Given passage

============================================================

Thanks for all the advice y’all.  I’d really like to hear the elk bugle. So I may just save up points and try to do it guided year after next. Or learn as much as possible and DIY in a couple years.


----------



## C.Killmaster (Feb 21, 2019)

erhunter said:


> Thanks for all the advice y’all.  I’d really like to hear the elk bugle. So I may just save up points and try to do it guided year after next. Or learn as much as possible and DIY in a couple years.


If you want to hear bugling I would go in archery or maybe muzzleloader.  They are mostly done by October when the first rifle season starts, we didn't hear any bugling until the last day of the season despite plenty of elk in the area.


----------



## DWBMontana (Feb 21, 2019)

I hear bugling here in Montana even opening week of general rifle usually, fact is, even a couple years they have been as vocal or more so then earlier September, not all cows are bred their 1st cycle, and competition for remaining cows can be good.


----------



## mrsturkeyman (Feb 21, 2019)

erhunter said:


> Hello All,
> Looking at booking a first time Elk Hunt in Delores CO next fall.  Prices w this outfitter are 2K$ October for self guided hunt 4K$November guided.  Meals included. Tags and flights and packaging and taxidermy are not.  Guided hunt only available in Nov hunt
> (when bulls are reportedly not calling)
> 
> ...


when you shoot elk holler run toward the truck


----------



## cam88 (Feb 26, 2019)

I've been looking to do a DIY hunt in the next couple of years out there. All this info helps out a bunch. I plan on just doing the OTC tag route.


----------



## NCMTNHunter (Feb 26, 2019)

Here is pretty decent summary on different tag draw systems. It’s a pretty daunting subject at first but with a little research it becomes a little less confusing. 

https://www.themeateater.com/hunt/big-game/big-game-tags-understanding-license-draws


----------



## cam88 (Feb 27, 2019)

The meateater one is a good read also check this website out if you haven't already.

============================================================

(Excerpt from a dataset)
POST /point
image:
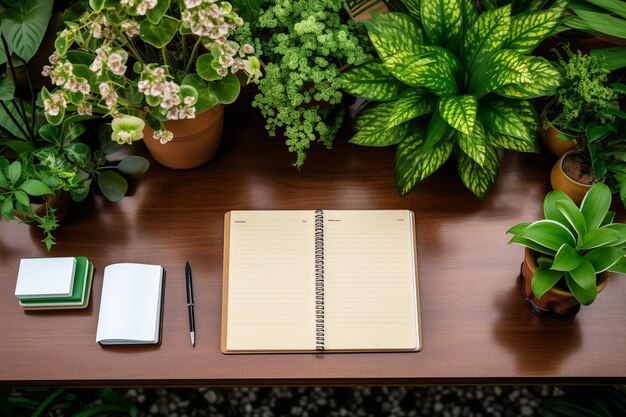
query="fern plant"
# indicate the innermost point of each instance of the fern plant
(452, 81)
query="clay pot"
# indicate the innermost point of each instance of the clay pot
(548, 135)
(560, 181)
(60, 202)
(196, 141)
(555, 301)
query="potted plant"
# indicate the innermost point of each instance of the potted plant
(161, 61)
(43, 167)
(452, 83)
(304, 44)
(583, 96)
(569, 253)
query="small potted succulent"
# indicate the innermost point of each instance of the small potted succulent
(570, 252)
(159, 61)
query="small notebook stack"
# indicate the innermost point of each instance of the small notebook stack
(54, 283)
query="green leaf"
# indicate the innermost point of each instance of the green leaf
(443, 22)
(498, 140)
(156, 13)
(478, 179)
(413, 166)
(582, 282)
(14, 172)
(7, 88)
(599, 237)
(486, 35)
(502, 68)
(134, 166)
(566, 259)
(510, 117)
(412, 103)
(373, 128)
(604, 258)
(432, 67)
(371, 81)
(459, 112)
(112, 185)
(532, 245)
(573, 215)
(204, 67)
(544, 80)
(79, 153)
(21, 197)
(529, 29)
(595, 205)
(24, 25)
(35, 188)
(226, 90)
(550, 234)
(206, 99)
(544, 279)
(158, 35)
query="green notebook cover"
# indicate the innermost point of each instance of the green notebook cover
(82, 279)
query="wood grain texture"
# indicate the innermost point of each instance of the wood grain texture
(476, 325)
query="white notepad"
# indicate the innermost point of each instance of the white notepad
(45, 277)
(130, 305)
(332, 280)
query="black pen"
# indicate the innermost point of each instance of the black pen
(192, 323)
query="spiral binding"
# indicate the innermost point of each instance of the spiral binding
(319, 280)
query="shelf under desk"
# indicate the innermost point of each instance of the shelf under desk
(476, 326)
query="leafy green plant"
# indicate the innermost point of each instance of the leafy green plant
(304, 45)
(574, 244)
(586, 402)
(606, 147)
(585, 94)
(452, 81)
(39, 402)
(155, 60)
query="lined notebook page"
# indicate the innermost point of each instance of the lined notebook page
(271, 281)
(370, 280)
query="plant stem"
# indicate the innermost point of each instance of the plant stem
(193, 53)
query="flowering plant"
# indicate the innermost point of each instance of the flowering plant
(152, 60)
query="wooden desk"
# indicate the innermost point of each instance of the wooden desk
(476, 326)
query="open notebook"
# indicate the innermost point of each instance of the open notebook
(329, 280)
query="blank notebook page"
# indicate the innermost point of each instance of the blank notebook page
(271, 289)
(370, 280)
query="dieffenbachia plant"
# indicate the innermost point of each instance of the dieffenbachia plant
(450, 80)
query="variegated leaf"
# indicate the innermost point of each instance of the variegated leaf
(500, 140)
(443, 22)
(371, 81)
(413, 166)
(478, 179)
(488, 32)
(413, 103)
(372, 130)
(545, 79)
(432, 67)
(502, 68)
(391, 33)
(529, 29)
(413, 6)
(515, 118)
(474, 145)
(459, 112)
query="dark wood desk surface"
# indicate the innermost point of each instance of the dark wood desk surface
(476, 326)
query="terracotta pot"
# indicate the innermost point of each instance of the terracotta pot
(560, 181)
(548, 134)
(60, 202)
(555, 300)
(196, 141)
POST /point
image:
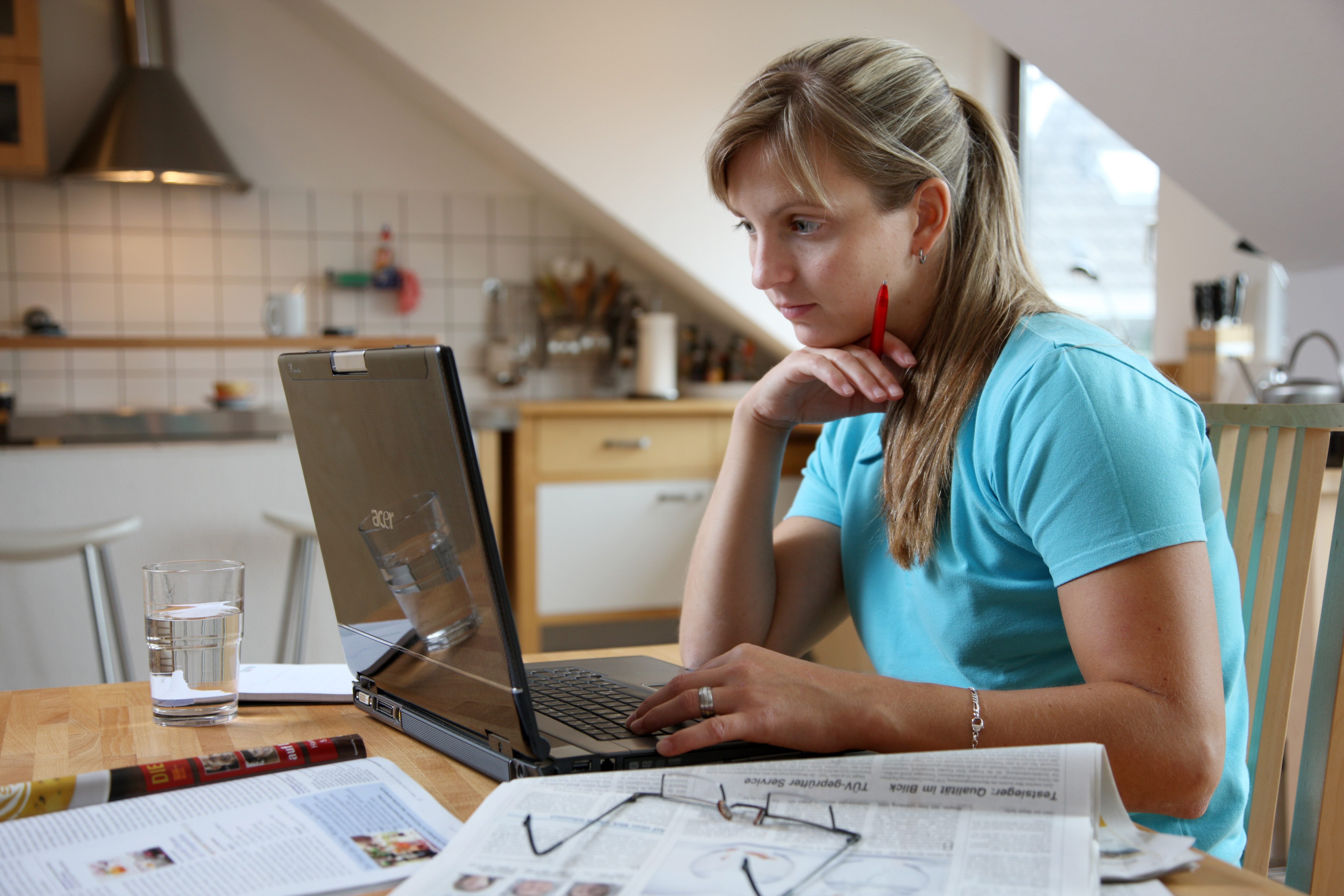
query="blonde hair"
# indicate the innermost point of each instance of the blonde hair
(885, 113)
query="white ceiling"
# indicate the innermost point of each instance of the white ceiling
(607, 105)
(1241, 101)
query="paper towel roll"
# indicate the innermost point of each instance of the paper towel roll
(655, 369)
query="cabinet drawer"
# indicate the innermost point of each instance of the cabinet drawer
(601, 447)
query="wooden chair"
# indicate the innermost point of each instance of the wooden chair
(1316, 844)
(1271, 464)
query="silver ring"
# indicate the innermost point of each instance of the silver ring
(707, 702)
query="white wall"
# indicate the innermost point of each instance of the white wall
(615, 101)
(1316, 302)
(334, 152)
(197, 502)
(1238, 100)
(1193, 245)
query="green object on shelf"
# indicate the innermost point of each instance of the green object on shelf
(350, 279)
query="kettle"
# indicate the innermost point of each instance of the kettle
(1279, 387)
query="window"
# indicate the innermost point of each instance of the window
(1092, 212)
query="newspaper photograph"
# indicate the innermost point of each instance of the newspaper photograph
(1017, 821)
(323, 829)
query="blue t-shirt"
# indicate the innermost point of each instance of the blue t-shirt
(1076, 456)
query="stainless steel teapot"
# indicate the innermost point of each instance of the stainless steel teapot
(1279, 386)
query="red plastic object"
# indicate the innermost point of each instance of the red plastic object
(879, 320)
(409, 295)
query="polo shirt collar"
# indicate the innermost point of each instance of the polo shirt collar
(870, 451)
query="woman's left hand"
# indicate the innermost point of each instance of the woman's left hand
(761, 696)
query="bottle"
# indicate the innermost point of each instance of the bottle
(385, 273)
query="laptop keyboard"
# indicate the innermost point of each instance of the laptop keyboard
(585, 700)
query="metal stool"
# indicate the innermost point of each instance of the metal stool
(92, 543)
(295, 615)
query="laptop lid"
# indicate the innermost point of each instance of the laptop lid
(406, 538)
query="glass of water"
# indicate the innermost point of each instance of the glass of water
(194, 627)
(413, 547)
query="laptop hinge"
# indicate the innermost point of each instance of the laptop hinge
(500, 745)
(349, 362)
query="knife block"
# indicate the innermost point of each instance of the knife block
(1205, 350)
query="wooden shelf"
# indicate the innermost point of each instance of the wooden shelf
(213, 342)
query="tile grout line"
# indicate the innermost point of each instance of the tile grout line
(62, 215)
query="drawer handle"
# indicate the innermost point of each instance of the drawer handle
(686, 498)
(642, 444)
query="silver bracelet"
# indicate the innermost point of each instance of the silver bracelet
(976, 722)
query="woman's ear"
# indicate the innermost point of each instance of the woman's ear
(933, 207)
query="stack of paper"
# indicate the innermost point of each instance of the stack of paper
(288, 683)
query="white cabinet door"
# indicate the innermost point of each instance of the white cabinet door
(615, 546)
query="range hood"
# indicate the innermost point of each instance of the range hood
(148, 129)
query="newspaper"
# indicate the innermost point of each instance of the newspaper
(342, 828)
(1019, 821)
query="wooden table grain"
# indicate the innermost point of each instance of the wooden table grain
(66, 731)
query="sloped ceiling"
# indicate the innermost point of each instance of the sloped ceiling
(1241, 101)
(607, 105)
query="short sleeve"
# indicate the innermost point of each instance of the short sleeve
(819, 496)
(1097, 461)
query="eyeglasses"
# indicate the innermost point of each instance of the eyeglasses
(682, 789)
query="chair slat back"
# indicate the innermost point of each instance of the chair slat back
(1316, 844)
(1271, 463)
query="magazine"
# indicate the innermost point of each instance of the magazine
(109, 785)
(1019, 821)
(341, 828)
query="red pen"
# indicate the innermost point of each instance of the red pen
(879, 320)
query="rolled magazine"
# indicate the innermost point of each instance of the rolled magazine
(111, 785)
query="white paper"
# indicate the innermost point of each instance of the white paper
(323, 829)
(295, 683)
(1146, 889)
(994, 823)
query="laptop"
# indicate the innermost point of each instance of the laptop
(419, 586)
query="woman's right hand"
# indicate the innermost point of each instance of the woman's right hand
(822, 385)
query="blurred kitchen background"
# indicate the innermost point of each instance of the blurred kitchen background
(522, 142)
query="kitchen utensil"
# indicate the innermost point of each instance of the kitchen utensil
(287, 314)
(500, 353)
(38, 323)
(1283, 389)
(655, 369)
(1240, 283)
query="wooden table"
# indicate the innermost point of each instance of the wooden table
(66, 731)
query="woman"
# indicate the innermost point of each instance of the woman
(1025, 522)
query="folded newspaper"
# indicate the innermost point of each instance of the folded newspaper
(1018, 821)
(343, 828)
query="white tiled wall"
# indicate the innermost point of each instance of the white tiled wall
(136, 260)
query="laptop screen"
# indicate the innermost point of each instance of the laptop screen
(405, 534)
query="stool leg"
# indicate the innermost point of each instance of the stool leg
(287, 612)
(119, 632)
(303, 588)
(108, 648)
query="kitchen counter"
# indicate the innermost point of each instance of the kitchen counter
(148, 426)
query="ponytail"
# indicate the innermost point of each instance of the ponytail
(886, 113)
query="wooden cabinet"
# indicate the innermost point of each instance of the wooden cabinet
(23, 129)
(607, 499)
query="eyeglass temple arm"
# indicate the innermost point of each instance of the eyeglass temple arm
(532, 841)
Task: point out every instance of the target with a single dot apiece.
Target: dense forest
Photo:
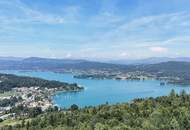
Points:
(162, 113)
(8, 81)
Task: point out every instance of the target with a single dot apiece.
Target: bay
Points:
(98, 92)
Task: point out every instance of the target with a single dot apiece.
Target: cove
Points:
(98, 92)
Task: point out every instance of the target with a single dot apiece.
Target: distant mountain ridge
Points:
(151, 60)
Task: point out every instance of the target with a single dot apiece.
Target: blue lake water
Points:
(101, 91)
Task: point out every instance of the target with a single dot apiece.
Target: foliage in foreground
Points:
(162, 113)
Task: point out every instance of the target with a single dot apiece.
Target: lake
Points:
(101, 91)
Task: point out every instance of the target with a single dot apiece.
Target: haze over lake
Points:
(101, 91)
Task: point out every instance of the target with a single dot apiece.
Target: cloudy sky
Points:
(95, 29)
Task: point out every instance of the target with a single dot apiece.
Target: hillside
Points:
(162, 113)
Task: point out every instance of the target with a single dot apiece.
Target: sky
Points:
(95, 29)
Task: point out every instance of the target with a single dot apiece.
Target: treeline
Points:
(162, 113)
(8, 81)
(10, 102)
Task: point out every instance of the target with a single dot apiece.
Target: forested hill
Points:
(162, 113)
(8, 82)
(61, 64)
(171, 68)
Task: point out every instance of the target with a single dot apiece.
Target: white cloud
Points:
(158, 49)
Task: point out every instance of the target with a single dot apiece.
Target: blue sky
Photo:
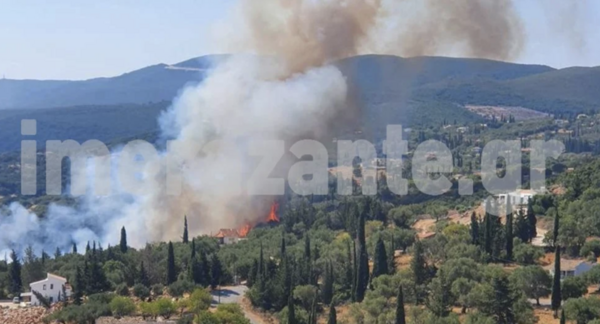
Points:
(69, 39)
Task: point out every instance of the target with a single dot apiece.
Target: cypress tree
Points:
(532, 220)
(291, 311)
(143, 277)
(522, 226)
(204, 270)
(327, 291)
(185, 232)
(123, 243)
(509, 230)
(45, 257)
(312, 317)
(349, 282)
(14, 273)
(488, 234)
(474, 229)
(86, 277)
(194, 271)
(97, 279)
(380, 261)
(261, 262)
(354, 270)
(216, 271)
(400, 315)
(556, 293)
(332, 315)
(556, 228)
(253, 273)
(171, 271)
(282, 245)
(79, 287)
(307, 275)
(193, 249)
(109, 253)
(286, 277)
(418, 266)
(392, 257)
(502, 306)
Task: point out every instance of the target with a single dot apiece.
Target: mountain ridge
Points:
(162, 82)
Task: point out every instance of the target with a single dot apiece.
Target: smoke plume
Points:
(281, 85)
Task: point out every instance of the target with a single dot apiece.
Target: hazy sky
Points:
(70, 39)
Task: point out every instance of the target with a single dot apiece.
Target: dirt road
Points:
(235, 294)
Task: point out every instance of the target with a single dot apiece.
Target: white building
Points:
(571, 268)
(519, 197)
(51, 288)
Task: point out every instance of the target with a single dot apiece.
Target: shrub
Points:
(148, 309)
(178, 288)
(43, 300)
(158, 289)
(591, 248)
(122, 290)
(122, 306)
(573, 287)
(141, 291)
(200, 300)
(526, 254)
(165, 307)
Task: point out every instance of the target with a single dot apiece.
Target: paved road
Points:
(234, 295)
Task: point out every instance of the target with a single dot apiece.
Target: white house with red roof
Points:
(51, 288)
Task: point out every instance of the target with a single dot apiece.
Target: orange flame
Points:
(243, 232)
(273, 213)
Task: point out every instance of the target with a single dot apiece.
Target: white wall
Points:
(49, 288)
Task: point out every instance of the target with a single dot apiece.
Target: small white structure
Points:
(51, 288)
(519, 197)
(228, 236)
(571, 268)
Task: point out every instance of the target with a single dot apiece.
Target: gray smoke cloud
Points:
(281, 86)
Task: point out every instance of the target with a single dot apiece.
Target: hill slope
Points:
(162, 82)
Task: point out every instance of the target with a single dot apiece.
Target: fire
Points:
(271, 218)
(273, 213)
(243, 232)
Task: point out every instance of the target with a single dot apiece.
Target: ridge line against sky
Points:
(69, 40)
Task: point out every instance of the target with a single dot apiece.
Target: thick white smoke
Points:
(282, 87)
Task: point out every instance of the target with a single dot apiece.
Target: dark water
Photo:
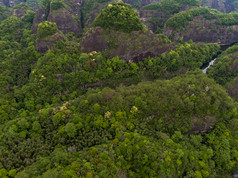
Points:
(207, 65)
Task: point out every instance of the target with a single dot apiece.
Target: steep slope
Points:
(224, 6)
(156, 14)
(66, 14)
(203, 25)
(122, 34)
(225, 70)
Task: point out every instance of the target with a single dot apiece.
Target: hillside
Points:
(100, 88)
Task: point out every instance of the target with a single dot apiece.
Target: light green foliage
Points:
(170, 6)
(119, 17)
(182, 19)
(72, 114)
(46, 28)
(56, 4)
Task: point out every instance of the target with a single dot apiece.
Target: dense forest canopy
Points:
(65, 112)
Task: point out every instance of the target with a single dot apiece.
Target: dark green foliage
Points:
(170, 6)
(119, 17)
(182, 19)
(71, 114)
(46, 28)
(4, 12)
(224, 70)
(56, 4)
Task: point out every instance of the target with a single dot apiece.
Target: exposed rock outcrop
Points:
(65, 21)
(68, 18)
(48, 42)
(132, 47)
(39, 17)
(222, 5)
(202, 30)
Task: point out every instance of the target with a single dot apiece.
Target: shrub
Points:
(46, 28)
(120, 17)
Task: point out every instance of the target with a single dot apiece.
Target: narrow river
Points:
(210, 64)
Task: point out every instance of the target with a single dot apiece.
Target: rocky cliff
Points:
(66, 15)
(132, 47)
(222, 5)
(203, 30)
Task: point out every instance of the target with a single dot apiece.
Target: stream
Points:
(209, 65)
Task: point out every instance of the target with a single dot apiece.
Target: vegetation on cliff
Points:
(170, 6)
(46, 28)
(119, 17)
(182, 19)
(65, 113)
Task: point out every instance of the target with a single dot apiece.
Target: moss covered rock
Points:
(46, 28)
(119, 17)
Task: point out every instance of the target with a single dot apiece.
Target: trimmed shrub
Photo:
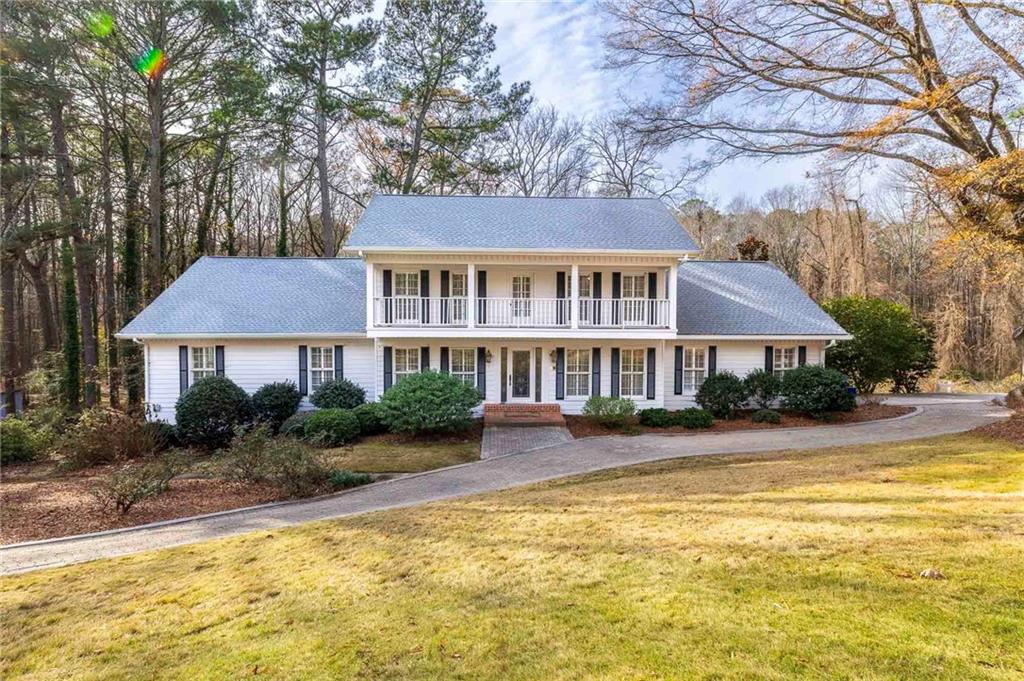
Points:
(816, 391)
(105, 435)
(371, 418)
(338, 394)
(655, 418)
(766, 416)
(131, 483)
(722, 394)
(763, 387)
(343, 479)
(429, 401)
(18, 440)
(274, 402)
(295, 425)
(332, 427)
(692, 418)
(208, 412)
(609, 412)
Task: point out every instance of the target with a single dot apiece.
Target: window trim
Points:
(205, 372)
(327, 373)
(691, 369)
(408, 351)
(582, 376)
(467, 376)
(642, 373)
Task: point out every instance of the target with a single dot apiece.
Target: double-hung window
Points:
(694, 368)
(784, 359)
(407, 362)
(634, 292)
(463, 365)
(204, 363)
(578, 373)
(631, 373)
(321, 366)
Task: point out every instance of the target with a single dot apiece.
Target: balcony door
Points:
(407, 297)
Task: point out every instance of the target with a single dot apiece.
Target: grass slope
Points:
(757, 566)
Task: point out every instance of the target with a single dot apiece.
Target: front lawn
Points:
(764, 565)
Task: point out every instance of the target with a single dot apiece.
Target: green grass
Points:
(748, 566)
(380, 457)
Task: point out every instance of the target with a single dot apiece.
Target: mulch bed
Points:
(1011, 429)
(38, 502)
(581, 426)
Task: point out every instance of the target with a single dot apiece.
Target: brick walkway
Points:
(499, 440)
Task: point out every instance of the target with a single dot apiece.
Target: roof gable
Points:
(468, 223)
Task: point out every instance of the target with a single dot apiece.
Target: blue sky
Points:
(558, 47)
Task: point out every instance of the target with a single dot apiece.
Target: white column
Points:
(673, 293)
(574, 297)
(471, 295)
(371, 295)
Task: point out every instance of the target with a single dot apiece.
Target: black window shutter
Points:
(425, 295)
(481, 371)
(182, 368)
(651, 358)
(616, 293)
(388, 368)
(388, 310)
(614, 372)
(481, 293)
(677, 374)
(559, 373)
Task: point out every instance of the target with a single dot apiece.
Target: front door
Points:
(520, 371)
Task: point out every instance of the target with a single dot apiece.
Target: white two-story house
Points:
(531, 300)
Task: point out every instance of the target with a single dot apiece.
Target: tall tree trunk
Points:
(110, 296)
(327, 223)
(83, 252)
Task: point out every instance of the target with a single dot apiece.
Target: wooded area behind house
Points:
(137, 136)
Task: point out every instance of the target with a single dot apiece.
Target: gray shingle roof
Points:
(220, 295)
(512, 222)
(744, 298)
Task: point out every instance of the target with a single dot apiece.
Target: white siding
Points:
(250, 364)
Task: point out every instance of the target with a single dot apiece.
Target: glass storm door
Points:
(520, 374)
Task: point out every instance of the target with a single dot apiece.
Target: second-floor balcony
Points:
(522, 312)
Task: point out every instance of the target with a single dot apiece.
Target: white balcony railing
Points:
(522, 312)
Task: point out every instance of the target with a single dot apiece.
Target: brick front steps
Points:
(522, 415)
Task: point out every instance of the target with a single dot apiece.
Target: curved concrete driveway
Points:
(936, 416)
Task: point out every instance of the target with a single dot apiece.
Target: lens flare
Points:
(151, 62)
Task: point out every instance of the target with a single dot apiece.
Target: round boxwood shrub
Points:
(429, 401)
(766, 416)
(655, 418)
(295, 425)
(18, 440)
(816, 391)
(692, 418)
(208, 412)
(722, 394)
(338, 394)
(763, 387)
(332, 427)
(371, 418)
(273, 402)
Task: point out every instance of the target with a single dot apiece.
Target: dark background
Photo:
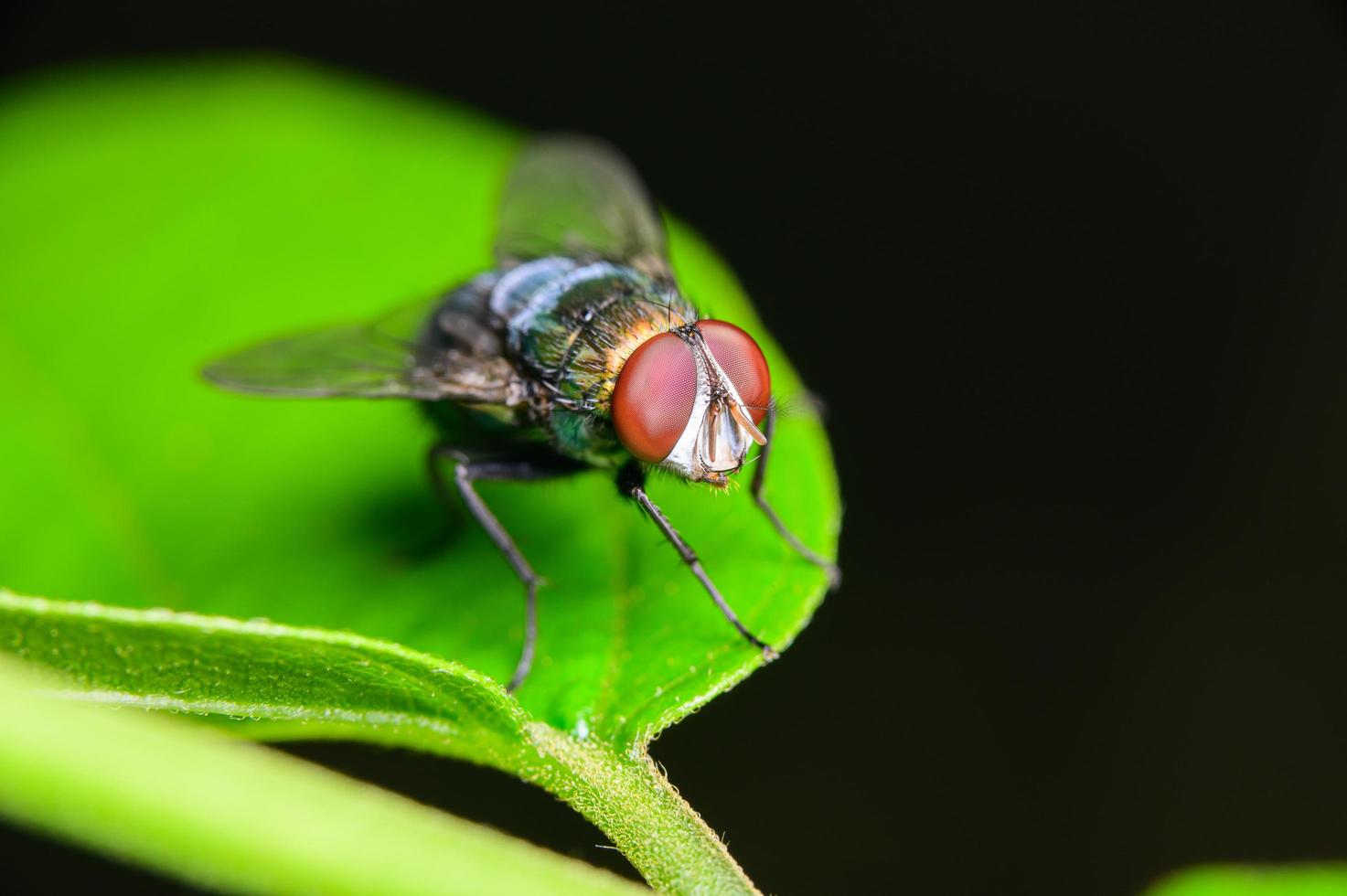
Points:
(1071, 279)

============================================================

Actions to take
a – Rewrite the elk hunting thread from "## cam88 (Feb 26, 2019)" down to "little less confusing.", swapping "OTC" for "over-the-counter".
b – Copy out each line of the records that contains the word "small".
The elk hunting thread and the records are separate pieces of material with no connection between them.

Replies
a –
## cam88 (Feb 26, 2019)

I've been looking to do a DIY hunt in the next couple of years out there. All this info helps out a bunch. I plan on just doing the over-the-counter tag route.


----------



## NCMTNHunter (Feb 26, 2019)

Here is pretty decent summary on different tag draw systems. It’s a pretty daunting subject at first but with a little research it becomes a little less confusing.

b –
query="small potted succulent"
# indicate the innermost point of each instance of the small potted succulent
query="small notebook stack"
# indicate the innermost point of each instance of the small notebook stack
Target: small white structure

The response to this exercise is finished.